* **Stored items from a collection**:
Content starts
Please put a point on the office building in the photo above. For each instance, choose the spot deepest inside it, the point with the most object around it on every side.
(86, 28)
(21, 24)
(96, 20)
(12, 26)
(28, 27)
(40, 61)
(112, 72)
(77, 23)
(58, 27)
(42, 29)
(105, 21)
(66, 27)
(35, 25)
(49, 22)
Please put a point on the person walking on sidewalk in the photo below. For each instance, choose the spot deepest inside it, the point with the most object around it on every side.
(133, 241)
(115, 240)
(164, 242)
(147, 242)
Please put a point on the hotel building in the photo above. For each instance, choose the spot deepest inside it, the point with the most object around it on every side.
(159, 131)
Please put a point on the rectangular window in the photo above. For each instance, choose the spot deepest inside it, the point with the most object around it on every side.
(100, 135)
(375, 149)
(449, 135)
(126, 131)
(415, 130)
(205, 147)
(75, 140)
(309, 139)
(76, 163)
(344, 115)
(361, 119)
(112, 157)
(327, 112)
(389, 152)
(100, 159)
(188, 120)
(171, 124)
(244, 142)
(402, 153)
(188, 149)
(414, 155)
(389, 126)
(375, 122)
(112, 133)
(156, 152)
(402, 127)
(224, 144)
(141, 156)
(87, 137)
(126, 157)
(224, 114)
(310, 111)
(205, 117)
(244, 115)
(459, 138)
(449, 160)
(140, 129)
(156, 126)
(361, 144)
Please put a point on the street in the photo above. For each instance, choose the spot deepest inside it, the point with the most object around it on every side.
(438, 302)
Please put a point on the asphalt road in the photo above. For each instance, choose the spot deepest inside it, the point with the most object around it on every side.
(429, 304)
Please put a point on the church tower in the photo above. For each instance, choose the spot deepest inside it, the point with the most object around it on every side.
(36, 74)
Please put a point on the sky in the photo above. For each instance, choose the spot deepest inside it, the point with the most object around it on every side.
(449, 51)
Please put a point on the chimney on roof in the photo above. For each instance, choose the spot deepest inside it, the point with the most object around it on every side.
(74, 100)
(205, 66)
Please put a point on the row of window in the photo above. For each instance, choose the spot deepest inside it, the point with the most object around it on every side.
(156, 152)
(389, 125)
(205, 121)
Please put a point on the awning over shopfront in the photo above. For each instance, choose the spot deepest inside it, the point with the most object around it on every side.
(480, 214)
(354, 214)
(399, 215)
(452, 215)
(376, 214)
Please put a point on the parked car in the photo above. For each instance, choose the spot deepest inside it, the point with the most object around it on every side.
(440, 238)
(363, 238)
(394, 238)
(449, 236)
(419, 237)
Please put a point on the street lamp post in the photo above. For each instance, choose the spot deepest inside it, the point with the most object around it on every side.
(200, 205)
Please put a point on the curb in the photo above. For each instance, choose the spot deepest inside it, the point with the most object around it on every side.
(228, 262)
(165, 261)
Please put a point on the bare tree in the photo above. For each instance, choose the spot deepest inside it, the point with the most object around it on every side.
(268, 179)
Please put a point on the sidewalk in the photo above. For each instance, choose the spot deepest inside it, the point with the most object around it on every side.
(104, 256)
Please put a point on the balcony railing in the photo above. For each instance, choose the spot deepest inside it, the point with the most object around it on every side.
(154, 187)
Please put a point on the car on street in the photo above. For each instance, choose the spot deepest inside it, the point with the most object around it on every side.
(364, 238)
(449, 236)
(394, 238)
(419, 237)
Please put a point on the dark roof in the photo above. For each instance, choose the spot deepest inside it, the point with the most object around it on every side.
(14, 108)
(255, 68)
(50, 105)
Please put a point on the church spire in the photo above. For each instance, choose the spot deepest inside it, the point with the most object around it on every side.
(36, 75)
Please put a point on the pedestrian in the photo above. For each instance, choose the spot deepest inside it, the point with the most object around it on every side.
Content ends
* **Problem**:
Copy every record shown above, exactly and completely.

* **Response to the exercise**:
Please put a point on the office building in the photo above. For each instance, choose the spot deepest inside it, the point with the most object around it on every side.
(86, 28)
(21, 24)
(96, 20)
(12, 26)
(28, 27)
(40, 61)
(112, 72)
(77, 23)
(58, 27)
(42, 29)
(105, 21)
(66, 27)
(35, 25)
(49, 22)
Please put a point on the person walking on sidewalk in the photo below. For each instance, choose the spot deepest inside it, the point with the most object around it on every side.
(133, 241)
(115, 240)
(164, 242)
(147, 242)
Please put a point on the hotel building in the photo above. For each instance, choose the spot deepest inside it, the point with the most object around it on every side.
(159, 131)
Please put a point on the rectangular window in the photo above. For each instance, choose the spot deepest inside it, the point with the most object around it on every side.
(100, 135)
(375, 149)
(449, 135)
(126, 131)
(415, 130)
(205, 147)
(75, 140)
(309, 139)
(76, 163)
(344, 115)
(361, 119)
(112, 157)
(327, 112)
(389, 152)
(100, 159)
(188, 120)
(171, 124)
(244, 142)
(402, 153)
(188, 149)
(414, 155)
(389, 126)
(375, 122)
(112, 133)
(156, 152)
(402, 127)
(224, 144)
(141, 156)
(87, 137)
(126, 157)
(224, 114)
(310, 111)
(205, 117)
(244, 115)
(459, 138)
(449, 160)
(140, 129)
(156, 126)
(361, 144)
Please put a point on the street in the photo above. For each instance, choose the spot deepest inside it, the point with the most object around it on every side.
(438, 302)
Please put a point on the asphalt road in the photo above. For each instance, choose the spot deepest inside it, the point with the most object around it on every side.
(429, 304)
Please put a point on the church tower in the photo above. For each instance, choose the spot deepest inside it, the point with the most object around it on every side.
(36, 74)
Please put a point on the sky in the photo above. For each instance, choose the spot deepest inside it, the point with the most object around it on every side.
(449, 51)
Please put a point on the chimney on roof in the photo above. For each instance, choose the spot deepest inside it, the point with the most object around it on every side.
(74, 100)
(205, 66)
Please put a point on the row of window in the photo above. For each instance, choose the spot deepest inside it, the point with the most object around it on every side.
(156, 152)
(389, 125)
(205, 121)
Please put a point on the awning over shopfront in the photo above. For each instance, choose the spot deepest inside it, the point with the most object around it on every side.
(480, 214)
(354, 214)
(399, 215)
(452, 215)
(376, 214)
Please put a point on the parked car in the photo above. For each instance, choose the spot deepest inside it, the point with the most object around it on every side.
(440, 238)
(363, 238)
(394, 238)
(449, 236)
(419, 237)
Please put a point on the street lamp post in the photo above. For each instance, choose the spot deepest inside it, the point with the most object around it on every side.
(200, 205)
Please put a point on the curb in the photo above. For each instance, choose the spot deepest inside it, the point with the most object around it on every side.
(228, 262)
(165, 261)
Please put a point on the bare tree in the photo above. For each instance, choose the spot deepest inside it, the point with the most object around it on every side.
(268, 179)
Please put a point on the sidewalk in the photo above. For each instance, choose the spot deepest inside it, the point with the most object around it on every side.
(104, 256)
Please put a point on the balcony railing in the photo above. For each instance, choose the spot deepest inside it, the point with the most object around it on every side.
(154, 187)
Please put a point on the car on street in the photo above. For each instance, choose the spot deepest inside it, the point with the most object around it on every side.
(364, 238)
(449, 236)
(394, 238)
(419, 237)
Please put a point on the dark roof in the photo above. For each instance, choose the spot deepest inside it, the point with the most object around it on every side.
(14, 108)
(255, 68)
(50, 105)
Please put a point on the church spire in the photo above. For each instance, choose the spot deepest inside it, the point with the most object around it on every side.
(36, 75)
Please put a point on the pedestrian in the photo above. For each instance, choose the spot deepest inside it, the point with the most object around it on every side.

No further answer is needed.